Passage ->
Single by Tracy Byrd

from the album Tracy Byrd
- B-side: "Edge of a Memory"
- Released: May 18, 1993
- Recorded: 1992
- Genre: Country
- Length: 2:31
- Label: MCA
- Songwriters: Bill Kenner Thom McHugh
- Producer: Tony Brown

Tracy Byrd singles chronology
| "Someone to Give My Love To" (1993) | "Holdin' Heaven" (1993) | "Why Don't That Telephone Ring" (1993) |

= Holdin' Heaven =

"Holdin' Heaven" is a song written by Bill Kenner and Thom McHugh, and recorded by American country music artist Tracy Byrd that reached the top of the Billboard Hot Country Songs chart, giving Byrd his first Number One single. It was released in May 1993 as the third single from his self-titled debut album.

==Critical reception==
Larry Flick, of Billboard magazine reviewed the song by calling it "a brassy, hard-driving rhythm and a tale of monumentally lucking out."

==Music video==
The music video takes place at a Wild West Rodeo. It was directed by Gerry Wenner.

Source excerpt ->
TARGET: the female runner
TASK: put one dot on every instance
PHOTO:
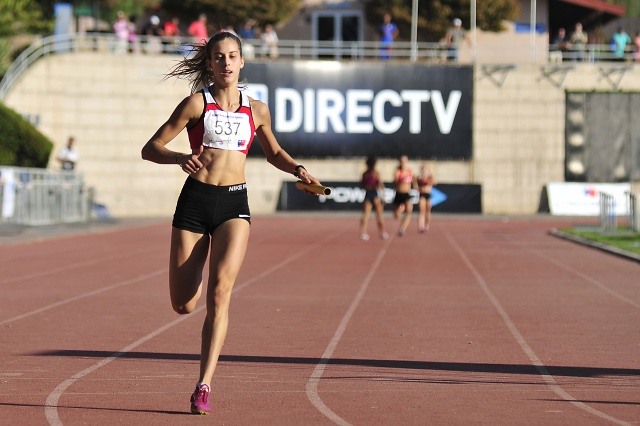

Written task ->
In the passage about "Holdin' Heaven," who directed the music video?

The completed task ->
Gerry Wenner